**Yazılı görev a**
Aşağıdaki metinde "Fakat İnsan olarak" ile "varlık haline geliyor." arasındaki bölümü, bu iki ifade de dahil olmak üzere birebir aktar.

**Verilen metin**
Max Beckmann, toplumsal değişime tanık olan pek çok Alman sanatçıdan biriydi. ‘Gece’ adlı yapıtı 1918 Kasım Devrimi’ni ve 1919 Mart’ında Almanya’da genel bir grevin toplum üzerinde bıraktığı etkileri yansıtmıştır.

Milyonlarca yıl içerisinde milyarlarca insan doğdu, büyüdü ve öldü. Ayrıca insanların yanında binlerce farklı canlı da doğdu, büyüdü ve öldü. İnsanı bir kenara koyup manzarayı ele aldığımızda her şey olması gerektiği çerçevede ilerlemeye devam ediyor gibi görünüyor.
Fakat İnsan olarak adlandırılan canlı, manzaraya dahil edildiğinde birçok problemin ortaya çıkmasına sebebiyet veriyor. Doğanın kanunları kendi içerisinde işlerken insan bu kanunlarında üzerinde bir varlık haline geliyor.
Kendi işleyiş akışının oluşmasını sağlıyor. Yaşanılan alanları bütün ondan önceki canlıları hiçe sayarak kendine tahsis ediyor ve kendi yaşam alanı içerisinde kendi işleyişini oluşturuyor. Ayrıca bu işleyişi oluştururken maalesef birçok kötü eylemi de gerçekleştiriyor.
İnsan aklının bütün bunlara bir cevabı varken oluşan durumun kendine avantaj sağladığı düşüncesinin arkasındaki kendi sonunu göremiyor.

Konum etiketleme verilerinden alıntılar
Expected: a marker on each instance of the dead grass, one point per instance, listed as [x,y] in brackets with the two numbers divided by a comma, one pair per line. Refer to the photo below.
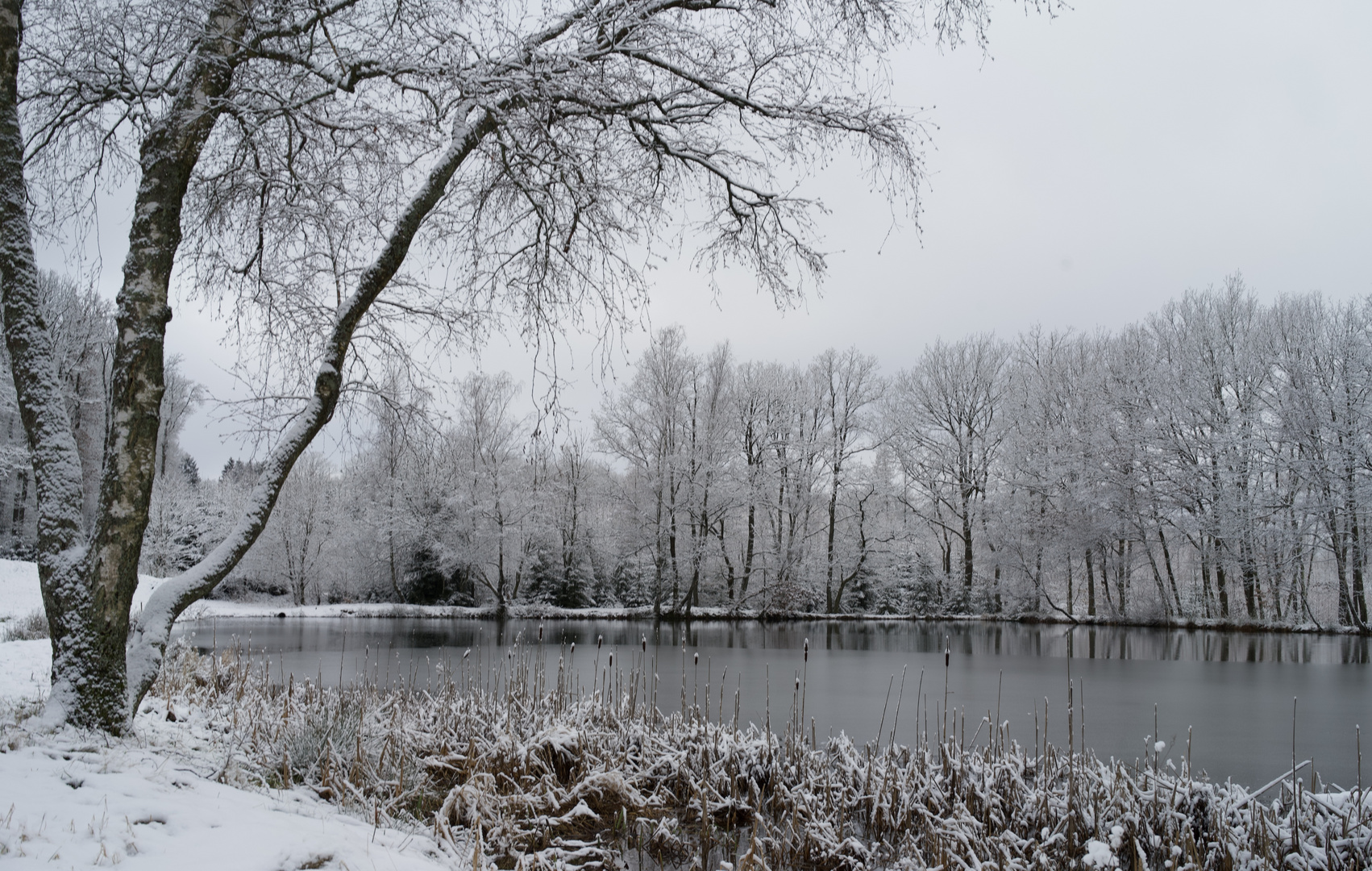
[29,627]
[516,765]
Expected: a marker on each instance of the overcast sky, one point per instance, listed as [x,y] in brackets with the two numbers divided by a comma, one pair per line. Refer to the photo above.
[1083,172]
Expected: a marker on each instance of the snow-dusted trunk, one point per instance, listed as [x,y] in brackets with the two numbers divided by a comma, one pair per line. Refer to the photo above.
[56,463]
[94,678]
[150,634]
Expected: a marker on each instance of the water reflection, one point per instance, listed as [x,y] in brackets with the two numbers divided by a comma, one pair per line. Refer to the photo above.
[1235,689]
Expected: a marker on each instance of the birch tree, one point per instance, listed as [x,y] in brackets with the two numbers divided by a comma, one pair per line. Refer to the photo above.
[297,152]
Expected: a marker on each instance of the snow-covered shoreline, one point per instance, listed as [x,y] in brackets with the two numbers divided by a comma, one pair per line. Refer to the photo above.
[154,800]
[19,595]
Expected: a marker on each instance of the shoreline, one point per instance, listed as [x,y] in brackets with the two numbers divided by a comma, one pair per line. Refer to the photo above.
[209,610]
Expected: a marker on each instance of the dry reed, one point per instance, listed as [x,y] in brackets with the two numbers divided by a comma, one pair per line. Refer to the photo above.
[512,763]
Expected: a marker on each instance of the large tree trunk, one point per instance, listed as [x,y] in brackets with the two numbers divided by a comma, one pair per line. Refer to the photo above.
[101,671]
[66,595]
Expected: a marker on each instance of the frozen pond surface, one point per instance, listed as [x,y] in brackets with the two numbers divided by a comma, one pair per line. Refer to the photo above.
[1235,690]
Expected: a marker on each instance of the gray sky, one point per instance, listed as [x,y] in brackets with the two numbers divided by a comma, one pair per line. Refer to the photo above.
[1086,170]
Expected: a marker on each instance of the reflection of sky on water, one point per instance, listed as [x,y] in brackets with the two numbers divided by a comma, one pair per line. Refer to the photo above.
[1233,689]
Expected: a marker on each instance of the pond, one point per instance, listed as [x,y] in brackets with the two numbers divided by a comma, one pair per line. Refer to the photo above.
[1227,698]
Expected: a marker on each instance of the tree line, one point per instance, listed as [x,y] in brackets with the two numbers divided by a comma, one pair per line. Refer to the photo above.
[1211,461]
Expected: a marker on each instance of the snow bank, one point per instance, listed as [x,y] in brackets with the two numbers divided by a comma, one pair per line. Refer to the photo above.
[73,802]
[25,667]
[19,594]
[152,802]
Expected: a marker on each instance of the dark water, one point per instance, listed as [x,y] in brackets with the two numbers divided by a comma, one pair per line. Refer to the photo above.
[1233,690]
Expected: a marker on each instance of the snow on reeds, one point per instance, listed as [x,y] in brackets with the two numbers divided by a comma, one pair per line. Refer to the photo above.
[518,765]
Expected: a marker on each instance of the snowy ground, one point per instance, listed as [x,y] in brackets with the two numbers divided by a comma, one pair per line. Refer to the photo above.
[154,800]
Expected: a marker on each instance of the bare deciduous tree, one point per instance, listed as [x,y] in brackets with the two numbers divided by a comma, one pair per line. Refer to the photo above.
[295,152]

**Yazılı görev b**
Yukarıdaki listede "pond" dizgesini içeren kaç satır bulunduğunu yalnızca bir sayıyla belirt. Büyük-küçük harf ayrımı dikkate alınır.

**Alıştırma çıktısı a**
Fakat İnsan olarak adlandırılan canlı, manzaraya dahil edildiğinde birçok problemin ortaya çıkmasına sebebiyet veriyor. Doğanın kanunları kendi içerisinde işlerken insan bu kanunlarında üzerinde bir varlık haline geliyor.

**Alıştırma çıktısı b**
2